*AIM OF THE TASK*
The records that follow are to be repeated exactly, in full.

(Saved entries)
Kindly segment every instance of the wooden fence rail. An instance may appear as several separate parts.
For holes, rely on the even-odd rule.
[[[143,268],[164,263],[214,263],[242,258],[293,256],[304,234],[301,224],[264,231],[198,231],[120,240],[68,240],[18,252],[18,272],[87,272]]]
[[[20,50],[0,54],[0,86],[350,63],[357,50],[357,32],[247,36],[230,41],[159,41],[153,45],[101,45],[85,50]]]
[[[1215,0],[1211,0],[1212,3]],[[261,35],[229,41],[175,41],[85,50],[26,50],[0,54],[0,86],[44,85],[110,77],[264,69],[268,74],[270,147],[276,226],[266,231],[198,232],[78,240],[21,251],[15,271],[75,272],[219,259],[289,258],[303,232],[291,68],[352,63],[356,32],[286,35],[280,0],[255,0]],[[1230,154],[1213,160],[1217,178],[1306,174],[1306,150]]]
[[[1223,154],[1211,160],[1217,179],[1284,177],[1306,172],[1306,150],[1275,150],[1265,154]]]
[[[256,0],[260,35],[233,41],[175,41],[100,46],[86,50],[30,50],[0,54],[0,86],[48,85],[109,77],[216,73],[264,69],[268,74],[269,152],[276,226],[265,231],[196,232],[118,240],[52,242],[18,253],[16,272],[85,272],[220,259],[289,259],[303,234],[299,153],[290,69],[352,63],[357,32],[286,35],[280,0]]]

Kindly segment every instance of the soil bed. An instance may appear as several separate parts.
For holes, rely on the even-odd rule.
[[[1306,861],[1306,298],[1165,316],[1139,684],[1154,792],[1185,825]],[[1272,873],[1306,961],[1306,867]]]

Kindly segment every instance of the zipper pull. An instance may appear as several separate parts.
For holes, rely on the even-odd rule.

*TASK ANSWER*
Kindly segment every instance of the wooden fence rail. An instance may appear as several separate parts.
For holes, rely on the even-odd rule.
[[[143,268],[164,263],[214,263],[242,258],[293,256],[304,234],[301,224],[264,231],[198,231],[120,240],[68,240],[18,252],[18,272],[87,272]]]
[[[20,50],[0,54],[0,86],[350,63],[357,50],[357,32],[247,36],[230,41],[159,41],[153,45],[101,45],[85,50]]]
[[[1215,0],[1211,0],[1212,3]],[[261,35],[229,41],[175,41],[85,50],[26,50],[0,54],[0,86],[44,85],[110,77],[264,69],[268,74],[270,147],[276,226],[266,231],[198,232],[78,240],[21,251],[15,271],[75,272],[219,259],[289,258],[303,232],[291,68],[352,63],[356,32],[286,35],[280,0],[255,0]],[[1230,154],[1213,160],[1217,178],[1306,174],[1306,150]]]
[[[1223,154],[1211,160],[1217,179],[1284,177],[1306,172],[1306,150],[1275,150],[1265,154]]]
[[[256,0],[260,35],[233,41],[175,41],[100,46],[86,50],[30,50],[0,54],[0,86],[48,85],[109,77],[216,73],[264,69],[268,74],[269,152],[276,226],[265,231],[196,232],[118,240],[52,242],[18,253],[16,272],[85,272],[220,259],[289,259],[303,234],[299,153],[290,69],[352,63],[357,32],[286,35],[280,0]]]

Kindly segment every instance of the soil bed. An instance may appear as several separate parts.
For holes, rely on the even-odd rule.
[[[1306,861],[1306,298],[1165,316],[1139,684],[1154,792],[1185,825]],[[1272,873],[1306,961],[1306,867]]]

Kindly segment every instance of the zipper pull. An instance may appear as several separate parts.
For holes, rely on the even-odd rule.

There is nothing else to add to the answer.